## begin Document section
When Did You Last Try Something New at Work?
We stop learning when we stop trying new things
When I was a kid, I had a bit of a Lego obsession.
Well, it wasn’t entirely my fault. My dad’s an engineer and Lego was the one toy he saw as “productive”. And that meant about 70% of my toys were Lego sets. I know that sounds like a luxury, but Lego was cheaper back then before the collectors and “brick masters” came around.
If you don’t know, a Lego set is a box of Lego bricks that comes with some instructions. My favourite was the X-Wing Starfighter from Star Wars. You can still find it on a shelf some where in my dad’s place.
In fact, it was the only figure I ever displayed.
While most kids would build and line all their figures up on a shelf, mine always ended up in pieces in a bucket. It was a big bucket too. Kind of like the ones you can find at Lego stores now.
Except I was 12, so it wasn’t organized. It was just a big tub full of different Lego pieces from different sets.
I never kept the figures because I wasn’t good at following the instructions from a set. It all felt so mundane. Follow step one, then step two, then step three, and you get the thing on the box. There was no room to play. No room to be creative. Or maybe I just have a problem with a paper telling me what to do.
So, for every Lego set I got, I’d follow all the steps until I got bored. I’d would then break things apart and rebuild them out of curiosity. I’d put and break pieces at random, just to see what I could build. Sometimes I’d make something I was genuinely proud of. But other times it was just a pile of bricks stuck together.
## end Document section
_Given exercise 1:_
Rewrite the part of the Lego essay that opens with the words containing "So, for every" and closes with "bricks stuck together.", putting "habit" in place of "curiosity".
_Given exercise 2:_
In the Lego essay, which numbered steps are named in the description of following a set's instructions?
These items have no connection to the Lego essay.
## begin Records supplied
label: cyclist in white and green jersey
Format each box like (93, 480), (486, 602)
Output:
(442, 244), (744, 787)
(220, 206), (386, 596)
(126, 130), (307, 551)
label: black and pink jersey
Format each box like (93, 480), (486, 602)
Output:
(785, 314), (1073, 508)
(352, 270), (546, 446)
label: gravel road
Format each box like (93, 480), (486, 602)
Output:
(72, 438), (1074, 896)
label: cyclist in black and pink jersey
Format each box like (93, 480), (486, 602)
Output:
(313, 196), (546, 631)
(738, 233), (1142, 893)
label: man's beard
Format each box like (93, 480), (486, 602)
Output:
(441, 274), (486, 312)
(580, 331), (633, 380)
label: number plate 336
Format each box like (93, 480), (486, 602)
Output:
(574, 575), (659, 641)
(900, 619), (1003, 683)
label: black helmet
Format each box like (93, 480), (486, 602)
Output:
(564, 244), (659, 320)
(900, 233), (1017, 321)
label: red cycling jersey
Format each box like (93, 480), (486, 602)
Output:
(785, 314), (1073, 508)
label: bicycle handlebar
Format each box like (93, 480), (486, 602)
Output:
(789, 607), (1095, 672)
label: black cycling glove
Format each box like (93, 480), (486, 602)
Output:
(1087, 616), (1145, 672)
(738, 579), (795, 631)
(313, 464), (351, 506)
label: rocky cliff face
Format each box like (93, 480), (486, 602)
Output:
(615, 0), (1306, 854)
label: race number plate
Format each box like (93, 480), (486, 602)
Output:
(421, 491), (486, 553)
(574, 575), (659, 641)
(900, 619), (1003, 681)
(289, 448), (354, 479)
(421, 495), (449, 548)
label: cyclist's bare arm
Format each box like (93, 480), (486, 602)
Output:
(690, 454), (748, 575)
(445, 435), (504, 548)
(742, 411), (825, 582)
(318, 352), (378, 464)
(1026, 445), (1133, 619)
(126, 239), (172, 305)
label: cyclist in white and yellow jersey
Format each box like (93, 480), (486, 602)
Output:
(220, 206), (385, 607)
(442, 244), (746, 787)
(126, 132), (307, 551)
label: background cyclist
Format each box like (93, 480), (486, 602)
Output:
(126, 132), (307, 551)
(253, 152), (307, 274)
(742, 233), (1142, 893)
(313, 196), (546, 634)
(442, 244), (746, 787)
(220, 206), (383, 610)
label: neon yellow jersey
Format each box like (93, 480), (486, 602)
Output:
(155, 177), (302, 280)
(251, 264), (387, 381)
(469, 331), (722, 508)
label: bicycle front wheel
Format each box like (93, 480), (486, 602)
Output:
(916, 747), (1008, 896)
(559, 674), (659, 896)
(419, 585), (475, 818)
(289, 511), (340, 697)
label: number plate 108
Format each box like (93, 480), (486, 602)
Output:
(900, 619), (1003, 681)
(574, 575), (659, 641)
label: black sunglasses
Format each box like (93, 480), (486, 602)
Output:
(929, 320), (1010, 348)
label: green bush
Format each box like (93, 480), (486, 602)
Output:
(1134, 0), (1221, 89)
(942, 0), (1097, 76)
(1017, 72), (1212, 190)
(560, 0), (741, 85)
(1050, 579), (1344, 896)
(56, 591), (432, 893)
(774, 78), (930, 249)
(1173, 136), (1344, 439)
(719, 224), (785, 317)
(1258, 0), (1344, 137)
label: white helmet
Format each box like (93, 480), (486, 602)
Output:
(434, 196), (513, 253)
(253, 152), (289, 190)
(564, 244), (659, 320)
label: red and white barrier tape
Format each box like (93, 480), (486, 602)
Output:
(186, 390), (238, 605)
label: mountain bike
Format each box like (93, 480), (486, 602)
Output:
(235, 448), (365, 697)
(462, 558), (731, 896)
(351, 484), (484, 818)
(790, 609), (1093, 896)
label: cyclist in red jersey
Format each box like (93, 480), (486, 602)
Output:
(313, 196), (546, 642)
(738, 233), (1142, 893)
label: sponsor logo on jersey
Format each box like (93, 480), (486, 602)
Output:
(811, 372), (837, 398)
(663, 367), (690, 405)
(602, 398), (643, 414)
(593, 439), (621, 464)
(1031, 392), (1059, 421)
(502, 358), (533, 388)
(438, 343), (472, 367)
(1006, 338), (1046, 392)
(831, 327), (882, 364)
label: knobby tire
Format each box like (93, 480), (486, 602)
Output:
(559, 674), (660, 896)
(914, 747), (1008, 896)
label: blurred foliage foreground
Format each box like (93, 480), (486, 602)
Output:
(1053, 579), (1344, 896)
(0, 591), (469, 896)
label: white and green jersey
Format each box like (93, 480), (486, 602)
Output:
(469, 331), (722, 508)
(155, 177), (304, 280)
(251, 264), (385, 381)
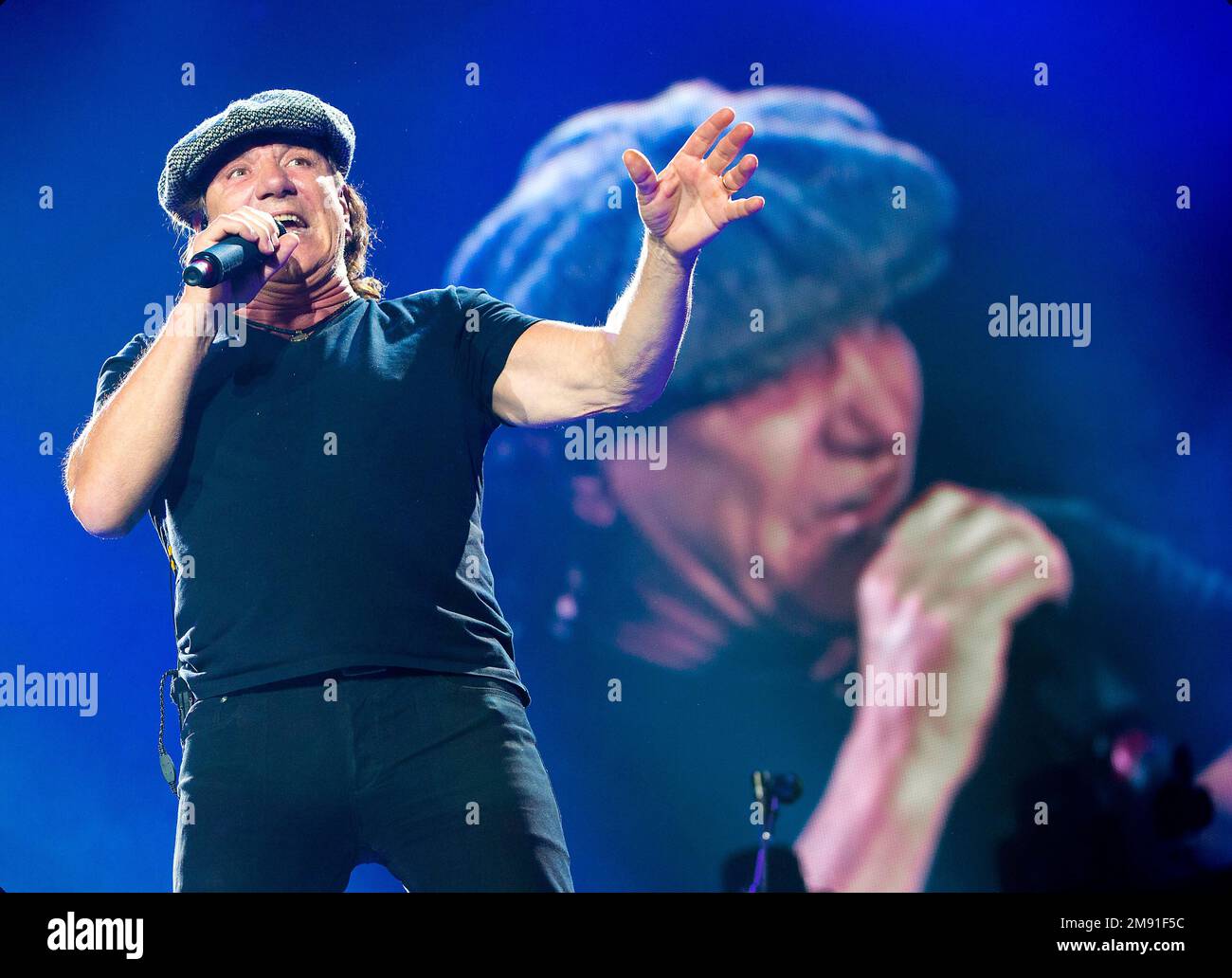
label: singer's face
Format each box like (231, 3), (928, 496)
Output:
(604, 323), (923, 621)
(206, 143), (350, 283)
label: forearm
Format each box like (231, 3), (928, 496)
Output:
(604, 231), (698, 410)
(64, 305), (209, 537)
(795, 707), (962, 892)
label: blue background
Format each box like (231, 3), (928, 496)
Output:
(0, 0), (1232, 891)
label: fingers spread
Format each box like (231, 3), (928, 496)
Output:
(680, 106), (735, 159)
(706, 122), (752, 173)
(621, 149), (660, 197)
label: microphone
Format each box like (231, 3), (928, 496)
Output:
(184, 221), (287, 288)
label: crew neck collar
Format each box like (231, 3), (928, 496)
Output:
(245, 296), (365, 345)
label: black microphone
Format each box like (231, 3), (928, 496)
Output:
(184, 221), (287, 288)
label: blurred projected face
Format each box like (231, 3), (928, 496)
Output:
(605, 323), (921, 625)
(206, 143), (350, 282)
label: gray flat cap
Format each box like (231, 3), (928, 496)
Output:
(157, 89), (354, 226)
(446, 79), (957, 420)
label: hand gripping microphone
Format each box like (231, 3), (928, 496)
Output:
(184, 221), (287, 288)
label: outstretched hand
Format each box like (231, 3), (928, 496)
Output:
(621, 107), (765, 260)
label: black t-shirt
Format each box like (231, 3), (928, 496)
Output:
(95, 286), (538, 702)
(498, 497), (1232, 891)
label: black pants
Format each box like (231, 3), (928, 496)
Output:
(173, 670), (573, 892)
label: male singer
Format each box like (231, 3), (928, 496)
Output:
(64, 90), (765, 891)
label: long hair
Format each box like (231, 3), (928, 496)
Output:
(180, 172), (385, 299)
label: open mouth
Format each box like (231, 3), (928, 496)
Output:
(270, 214), (308, 230)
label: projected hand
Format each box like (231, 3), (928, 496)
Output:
(858, 484), (1072, 776)
(621, 107), (765, 259)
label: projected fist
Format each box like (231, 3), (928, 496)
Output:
(857, 483), (1072, 776)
## end Records supplied
_Task solution 1:_
So, for every Lego set I got, I’d follow all the steps until I got bored. I’d would then break things apart and rebuild them out of habit. I’d put and break pieces at random, just to see what I could build. Sometimes I’d make something I was genuinely proud of. But other times it was just a pile of bricks stuck together.

_Task solution 2:_
step one, step two, step three